Filtering multiple NumPy arrays based on the intersection of one column

Question

I have three rather large NumPy arrays with varying numbers of rows, whose first columns are all integers. My hope is to filter these arrays such that the only rows left are those for whom the value in the first column is shared by all three. This would leave three arrays of the same size. The entries in the other columns are not necessarily shared across arrays.

So, with input:

A = 
[[1, 1],
[2, 2],
[3, 3],]

B = 
[[2, 1],
[3, 2],
[4, 3],
[5, 4]]

C = 
[[2, 2],
[3, 1]
[5, 2]]

I hope to get back as output:

A = 
[[2, 2],
[3, 3]]


B = 
[[2, 1],
[3, 2]]

C = 
[[2, 2],
[3, 1]]

My current approach is to:

1. Find the intersection of the three first columns using numpy.intersect1d()

[Data shown]:
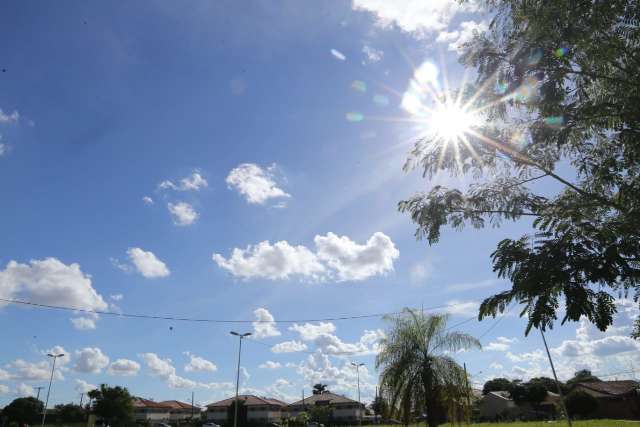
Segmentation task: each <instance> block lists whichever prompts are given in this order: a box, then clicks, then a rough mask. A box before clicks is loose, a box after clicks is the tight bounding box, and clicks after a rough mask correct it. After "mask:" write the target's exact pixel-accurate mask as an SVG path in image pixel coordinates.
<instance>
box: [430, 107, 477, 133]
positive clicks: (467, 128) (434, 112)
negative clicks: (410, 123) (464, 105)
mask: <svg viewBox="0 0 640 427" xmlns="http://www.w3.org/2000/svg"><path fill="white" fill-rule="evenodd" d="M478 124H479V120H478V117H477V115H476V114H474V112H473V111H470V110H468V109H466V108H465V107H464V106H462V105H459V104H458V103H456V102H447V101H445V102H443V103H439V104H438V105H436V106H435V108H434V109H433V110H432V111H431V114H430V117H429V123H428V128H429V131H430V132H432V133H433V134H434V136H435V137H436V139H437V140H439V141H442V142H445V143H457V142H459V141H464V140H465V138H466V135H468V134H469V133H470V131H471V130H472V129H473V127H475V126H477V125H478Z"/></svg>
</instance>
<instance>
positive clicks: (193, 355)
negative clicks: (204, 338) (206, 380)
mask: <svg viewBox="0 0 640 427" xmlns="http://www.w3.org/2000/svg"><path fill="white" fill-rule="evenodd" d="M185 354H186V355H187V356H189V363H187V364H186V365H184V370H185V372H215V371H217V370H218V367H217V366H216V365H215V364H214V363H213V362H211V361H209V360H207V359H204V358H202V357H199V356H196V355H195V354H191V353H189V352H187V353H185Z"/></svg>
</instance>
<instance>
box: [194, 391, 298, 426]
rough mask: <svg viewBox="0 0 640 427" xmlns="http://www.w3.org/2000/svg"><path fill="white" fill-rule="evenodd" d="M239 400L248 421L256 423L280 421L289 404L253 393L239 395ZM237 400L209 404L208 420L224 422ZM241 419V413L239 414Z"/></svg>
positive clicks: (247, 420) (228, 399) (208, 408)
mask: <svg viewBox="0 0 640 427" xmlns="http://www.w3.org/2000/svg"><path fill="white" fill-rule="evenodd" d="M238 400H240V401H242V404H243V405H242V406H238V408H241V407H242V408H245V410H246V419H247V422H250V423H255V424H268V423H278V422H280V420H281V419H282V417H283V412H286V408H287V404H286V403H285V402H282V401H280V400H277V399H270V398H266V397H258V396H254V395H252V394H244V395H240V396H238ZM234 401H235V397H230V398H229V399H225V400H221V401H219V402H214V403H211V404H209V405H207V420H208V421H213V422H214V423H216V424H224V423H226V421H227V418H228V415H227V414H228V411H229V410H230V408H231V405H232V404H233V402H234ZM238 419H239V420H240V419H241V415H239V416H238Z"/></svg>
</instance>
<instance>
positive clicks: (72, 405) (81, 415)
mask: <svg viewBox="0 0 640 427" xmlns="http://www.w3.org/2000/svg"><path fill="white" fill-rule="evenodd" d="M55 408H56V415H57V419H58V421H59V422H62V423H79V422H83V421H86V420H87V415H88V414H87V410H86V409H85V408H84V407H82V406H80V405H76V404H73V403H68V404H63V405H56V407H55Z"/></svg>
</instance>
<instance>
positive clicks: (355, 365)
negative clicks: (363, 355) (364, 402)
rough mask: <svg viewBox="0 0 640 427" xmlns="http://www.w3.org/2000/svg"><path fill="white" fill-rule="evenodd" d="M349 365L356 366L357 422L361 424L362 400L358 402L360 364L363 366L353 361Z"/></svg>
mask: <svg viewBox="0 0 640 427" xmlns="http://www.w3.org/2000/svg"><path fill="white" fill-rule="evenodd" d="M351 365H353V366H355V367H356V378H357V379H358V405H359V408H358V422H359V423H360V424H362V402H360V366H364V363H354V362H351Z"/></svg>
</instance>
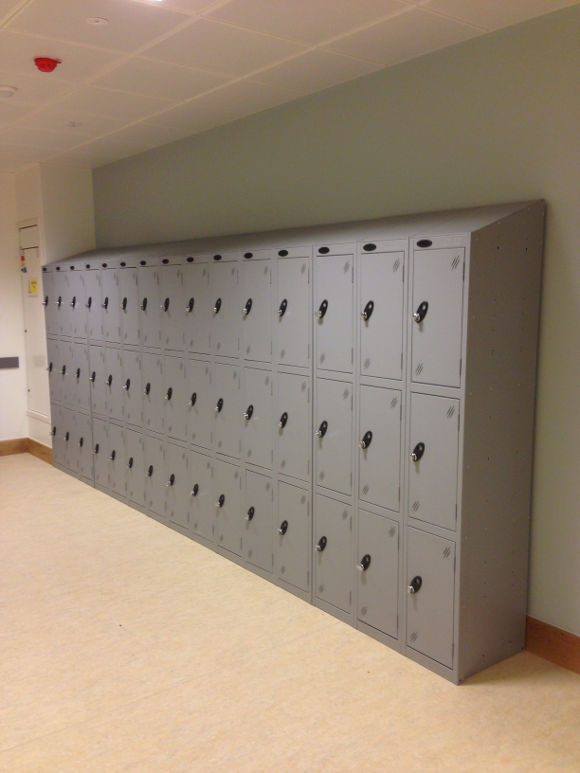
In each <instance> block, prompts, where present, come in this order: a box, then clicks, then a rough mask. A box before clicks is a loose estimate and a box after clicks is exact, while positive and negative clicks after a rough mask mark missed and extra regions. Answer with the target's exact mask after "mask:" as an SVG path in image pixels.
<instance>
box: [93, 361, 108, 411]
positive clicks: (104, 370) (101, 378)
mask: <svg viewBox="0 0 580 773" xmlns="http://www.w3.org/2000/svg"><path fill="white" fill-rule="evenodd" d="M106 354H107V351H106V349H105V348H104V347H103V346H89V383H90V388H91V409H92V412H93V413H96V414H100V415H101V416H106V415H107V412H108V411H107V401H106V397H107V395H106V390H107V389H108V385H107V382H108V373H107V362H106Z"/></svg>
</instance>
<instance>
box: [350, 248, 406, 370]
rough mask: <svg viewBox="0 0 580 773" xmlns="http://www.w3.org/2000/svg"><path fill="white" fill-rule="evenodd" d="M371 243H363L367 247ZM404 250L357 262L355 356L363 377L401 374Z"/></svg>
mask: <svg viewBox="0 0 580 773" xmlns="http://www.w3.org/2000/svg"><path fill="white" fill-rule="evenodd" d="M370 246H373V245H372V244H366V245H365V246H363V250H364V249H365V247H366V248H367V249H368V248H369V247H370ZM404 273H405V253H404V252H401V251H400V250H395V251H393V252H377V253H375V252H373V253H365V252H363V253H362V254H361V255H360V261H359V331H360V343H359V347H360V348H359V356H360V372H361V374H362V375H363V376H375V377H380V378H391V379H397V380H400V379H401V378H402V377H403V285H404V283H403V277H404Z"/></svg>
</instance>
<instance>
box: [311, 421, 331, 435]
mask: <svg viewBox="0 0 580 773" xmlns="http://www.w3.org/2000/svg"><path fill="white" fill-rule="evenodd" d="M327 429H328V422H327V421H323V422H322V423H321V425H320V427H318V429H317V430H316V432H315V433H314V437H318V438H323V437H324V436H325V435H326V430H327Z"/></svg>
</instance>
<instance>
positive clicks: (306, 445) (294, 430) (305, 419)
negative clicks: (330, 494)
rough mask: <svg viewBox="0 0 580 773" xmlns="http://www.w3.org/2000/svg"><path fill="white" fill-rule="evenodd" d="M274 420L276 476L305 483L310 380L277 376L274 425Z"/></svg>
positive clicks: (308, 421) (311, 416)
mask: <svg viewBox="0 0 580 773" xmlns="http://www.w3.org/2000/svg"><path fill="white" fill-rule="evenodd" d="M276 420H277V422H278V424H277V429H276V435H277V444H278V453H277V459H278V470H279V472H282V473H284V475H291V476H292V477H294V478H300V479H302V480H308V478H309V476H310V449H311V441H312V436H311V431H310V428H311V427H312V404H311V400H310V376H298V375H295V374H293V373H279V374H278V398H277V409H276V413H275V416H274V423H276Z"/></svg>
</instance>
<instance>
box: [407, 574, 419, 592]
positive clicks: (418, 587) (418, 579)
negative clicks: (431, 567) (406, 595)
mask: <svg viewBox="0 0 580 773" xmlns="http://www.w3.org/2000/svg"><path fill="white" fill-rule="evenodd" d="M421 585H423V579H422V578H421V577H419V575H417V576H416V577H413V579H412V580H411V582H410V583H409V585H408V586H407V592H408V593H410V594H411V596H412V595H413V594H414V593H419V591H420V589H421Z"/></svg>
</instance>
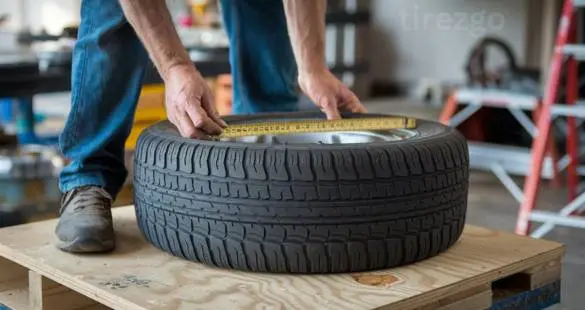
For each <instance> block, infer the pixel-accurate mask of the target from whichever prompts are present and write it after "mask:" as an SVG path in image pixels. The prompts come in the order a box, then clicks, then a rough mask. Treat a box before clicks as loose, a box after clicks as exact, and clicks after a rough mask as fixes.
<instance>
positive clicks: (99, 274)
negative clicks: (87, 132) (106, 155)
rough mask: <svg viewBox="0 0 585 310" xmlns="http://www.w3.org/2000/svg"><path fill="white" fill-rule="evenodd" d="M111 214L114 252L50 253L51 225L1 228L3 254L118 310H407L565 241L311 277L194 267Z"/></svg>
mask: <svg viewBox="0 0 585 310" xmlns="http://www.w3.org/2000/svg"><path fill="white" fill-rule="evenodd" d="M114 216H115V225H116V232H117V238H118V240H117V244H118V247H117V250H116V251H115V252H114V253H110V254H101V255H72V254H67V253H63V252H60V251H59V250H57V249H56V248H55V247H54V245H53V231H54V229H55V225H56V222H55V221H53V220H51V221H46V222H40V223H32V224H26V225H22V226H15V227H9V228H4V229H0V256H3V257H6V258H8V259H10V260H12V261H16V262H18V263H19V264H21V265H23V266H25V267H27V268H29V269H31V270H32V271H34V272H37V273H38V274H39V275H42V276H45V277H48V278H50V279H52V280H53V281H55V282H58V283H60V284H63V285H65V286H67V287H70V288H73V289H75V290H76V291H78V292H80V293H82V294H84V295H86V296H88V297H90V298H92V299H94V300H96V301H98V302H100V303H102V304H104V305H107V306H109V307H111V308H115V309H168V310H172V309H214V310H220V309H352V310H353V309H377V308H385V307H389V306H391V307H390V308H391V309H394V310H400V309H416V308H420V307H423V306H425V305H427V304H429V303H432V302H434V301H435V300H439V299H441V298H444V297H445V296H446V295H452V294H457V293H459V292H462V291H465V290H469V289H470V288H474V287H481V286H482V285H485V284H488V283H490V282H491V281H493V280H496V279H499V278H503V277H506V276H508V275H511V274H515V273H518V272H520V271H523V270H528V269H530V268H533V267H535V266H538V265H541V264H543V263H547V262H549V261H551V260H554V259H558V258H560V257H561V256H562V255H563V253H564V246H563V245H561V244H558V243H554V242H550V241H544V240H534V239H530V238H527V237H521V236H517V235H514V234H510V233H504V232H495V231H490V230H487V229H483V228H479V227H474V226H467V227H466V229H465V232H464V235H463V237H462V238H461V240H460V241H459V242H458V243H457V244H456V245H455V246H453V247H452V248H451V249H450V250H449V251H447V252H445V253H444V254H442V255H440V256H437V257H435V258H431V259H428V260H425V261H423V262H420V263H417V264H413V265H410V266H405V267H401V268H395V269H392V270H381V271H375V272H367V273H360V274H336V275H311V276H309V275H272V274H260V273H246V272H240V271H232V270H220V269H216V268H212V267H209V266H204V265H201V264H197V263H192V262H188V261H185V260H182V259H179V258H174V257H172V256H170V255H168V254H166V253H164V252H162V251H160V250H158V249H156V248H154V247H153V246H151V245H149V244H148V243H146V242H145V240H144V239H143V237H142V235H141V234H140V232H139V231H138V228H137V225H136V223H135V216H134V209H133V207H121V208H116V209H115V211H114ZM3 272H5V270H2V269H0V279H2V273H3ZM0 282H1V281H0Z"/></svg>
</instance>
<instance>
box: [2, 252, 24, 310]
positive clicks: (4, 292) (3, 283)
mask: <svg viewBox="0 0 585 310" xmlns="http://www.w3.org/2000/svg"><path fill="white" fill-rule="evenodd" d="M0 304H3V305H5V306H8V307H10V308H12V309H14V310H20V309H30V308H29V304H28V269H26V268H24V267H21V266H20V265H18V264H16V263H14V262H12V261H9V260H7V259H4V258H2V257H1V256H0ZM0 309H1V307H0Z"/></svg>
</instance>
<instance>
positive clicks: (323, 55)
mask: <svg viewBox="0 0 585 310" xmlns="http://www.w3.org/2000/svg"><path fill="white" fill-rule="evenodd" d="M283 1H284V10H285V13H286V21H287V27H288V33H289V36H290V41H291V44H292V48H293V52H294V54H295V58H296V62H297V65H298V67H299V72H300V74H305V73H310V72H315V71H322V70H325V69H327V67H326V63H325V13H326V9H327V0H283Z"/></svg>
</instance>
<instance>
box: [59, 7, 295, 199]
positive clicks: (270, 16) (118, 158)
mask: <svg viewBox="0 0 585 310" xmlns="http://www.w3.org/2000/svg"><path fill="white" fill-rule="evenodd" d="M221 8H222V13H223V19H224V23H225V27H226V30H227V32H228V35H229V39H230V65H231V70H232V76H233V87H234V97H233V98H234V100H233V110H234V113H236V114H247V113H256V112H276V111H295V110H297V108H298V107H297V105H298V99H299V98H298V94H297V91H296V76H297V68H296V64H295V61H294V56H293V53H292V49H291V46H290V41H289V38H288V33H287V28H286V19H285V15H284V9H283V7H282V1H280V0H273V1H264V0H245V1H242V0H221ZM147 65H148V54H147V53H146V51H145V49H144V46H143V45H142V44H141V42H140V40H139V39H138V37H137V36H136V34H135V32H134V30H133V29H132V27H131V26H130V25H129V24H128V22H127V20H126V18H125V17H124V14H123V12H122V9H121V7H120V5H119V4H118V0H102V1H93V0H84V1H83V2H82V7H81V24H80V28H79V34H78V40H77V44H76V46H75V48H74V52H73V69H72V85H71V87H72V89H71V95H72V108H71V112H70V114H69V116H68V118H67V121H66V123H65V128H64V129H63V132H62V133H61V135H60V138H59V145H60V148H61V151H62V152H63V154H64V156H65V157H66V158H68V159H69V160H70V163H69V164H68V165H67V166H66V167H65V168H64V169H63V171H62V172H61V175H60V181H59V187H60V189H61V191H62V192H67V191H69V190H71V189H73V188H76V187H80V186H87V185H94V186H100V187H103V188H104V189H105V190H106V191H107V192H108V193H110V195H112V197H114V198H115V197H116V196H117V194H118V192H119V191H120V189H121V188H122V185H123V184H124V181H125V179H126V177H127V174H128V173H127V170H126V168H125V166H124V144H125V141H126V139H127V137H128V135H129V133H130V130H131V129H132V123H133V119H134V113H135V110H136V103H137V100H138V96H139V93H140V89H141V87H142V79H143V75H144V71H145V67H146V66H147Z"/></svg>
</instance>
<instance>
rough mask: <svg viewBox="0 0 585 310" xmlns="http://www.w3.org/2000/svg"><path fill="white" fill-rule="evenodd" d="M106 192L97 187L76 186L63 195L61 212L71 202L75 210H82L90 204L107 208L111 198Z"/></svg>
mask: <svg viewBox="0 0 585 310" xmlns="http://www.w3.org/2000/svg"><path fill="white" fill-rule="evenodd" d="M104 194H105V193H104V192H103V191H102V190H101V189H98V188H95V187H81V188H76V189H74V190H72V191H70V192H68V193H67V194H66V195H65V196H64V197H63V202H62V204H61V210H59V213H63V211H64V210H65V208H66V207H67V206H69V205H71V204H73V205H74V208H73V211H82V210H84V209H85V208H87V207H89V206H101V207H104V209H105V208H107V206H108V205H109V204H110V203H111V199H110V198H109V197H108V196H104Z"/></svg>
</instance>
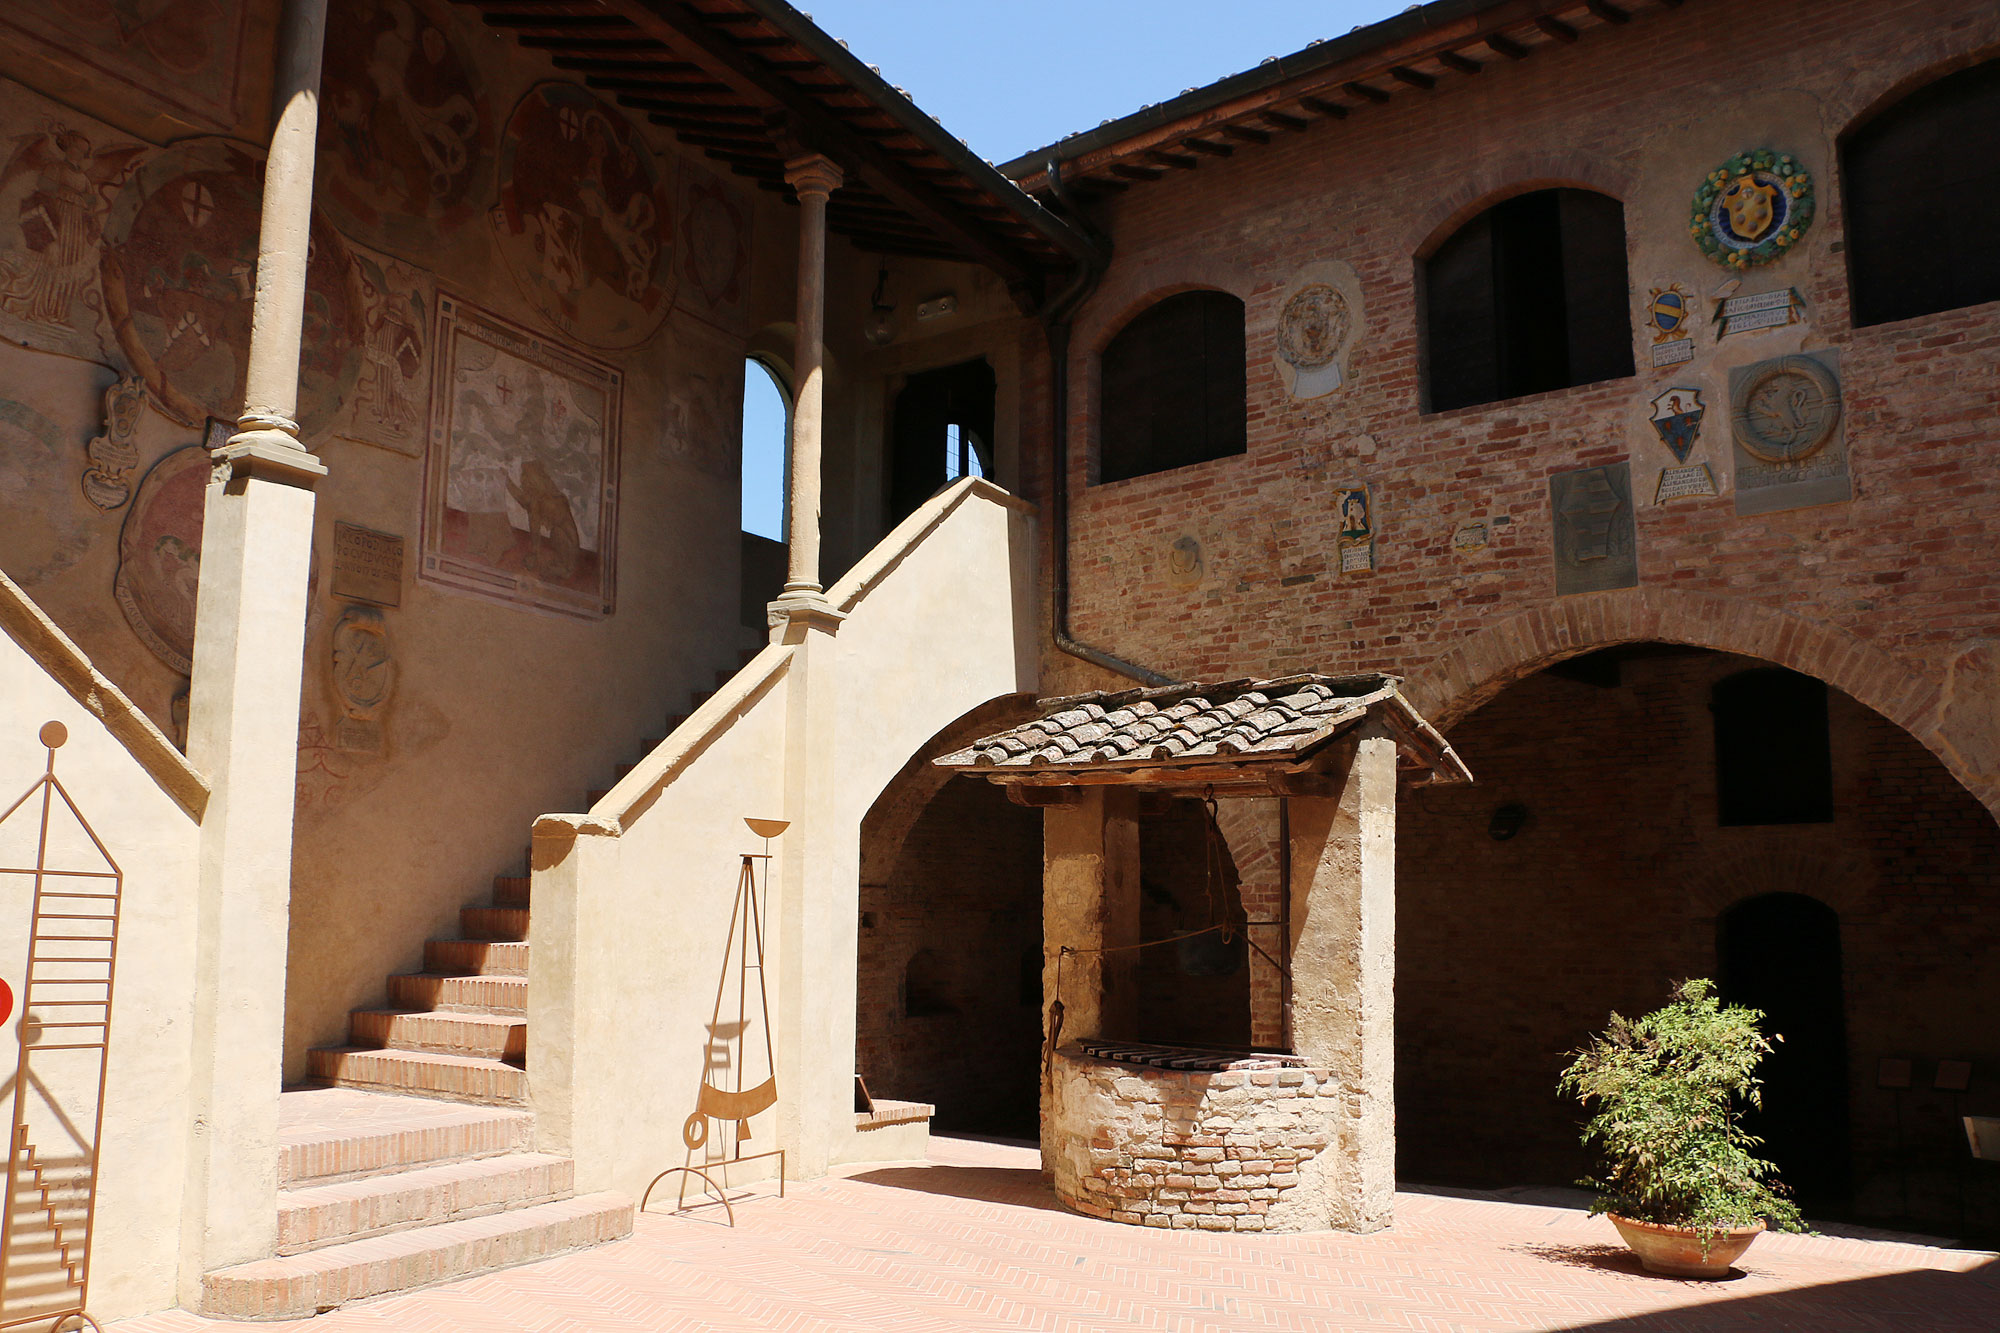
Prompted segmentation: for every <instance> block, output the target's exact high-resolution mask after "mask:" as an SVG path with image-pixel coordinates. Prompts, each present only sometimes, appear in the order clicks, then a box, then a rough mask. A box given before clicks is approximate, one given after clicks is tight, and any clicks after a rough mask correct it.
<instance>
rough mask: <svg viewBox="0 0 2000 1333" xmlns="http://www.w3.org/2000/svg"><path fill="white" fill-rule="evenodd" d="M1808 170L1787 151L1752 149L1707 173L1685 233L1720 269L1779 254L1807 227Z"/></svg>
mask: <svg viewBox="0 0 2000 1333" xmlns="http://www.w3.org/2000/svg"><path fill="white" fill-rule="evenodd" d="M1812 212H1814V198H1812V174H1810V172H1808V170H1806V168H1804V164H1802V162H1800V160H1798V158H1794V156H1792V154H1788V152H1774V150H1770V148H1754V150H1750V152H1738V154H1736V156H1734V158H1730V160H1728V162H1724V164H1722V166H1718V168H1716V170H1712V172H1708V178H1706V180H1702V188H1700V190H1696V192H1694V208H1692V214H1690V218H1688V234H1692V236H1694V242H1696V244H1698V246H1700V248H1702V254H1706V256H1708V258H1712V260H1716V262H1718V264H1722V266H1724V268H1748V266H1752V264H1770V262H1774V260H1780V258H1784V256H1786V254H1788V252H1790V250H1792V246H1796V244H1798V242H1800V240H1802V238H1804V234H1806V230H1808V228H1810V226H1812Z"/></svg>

[Exercise tasks]:
1) Answer these about the NumPy filtering question:
(a) What kind of values do the first columns of all three arrays hold?
(b) Which rows of B remain in the desired output?
(c) Which NumPy function does the current approach use to find the intersection of the three first columns?
2) Print the part of the NumPy filtering question from "Filtering multiple NumPy" to "shared across arrays.".

[Exercise responses]:
1)
(a) Integers.
(b) [2, 1] and [3, 2].
(c) numpy.intersect1d()

2)
Filtering multiple NumPy arrays based on the intersection of one column

Question

I have three rather large NumPy arrays with varying numbers of rows, whose first columns are all integers. My hope is to filter these arrays such that the only rows left are those for whom the value in the first column is shared by all three. This would leave three arrays of the same size. The entries in the other columns are not necessarily shared across arrays.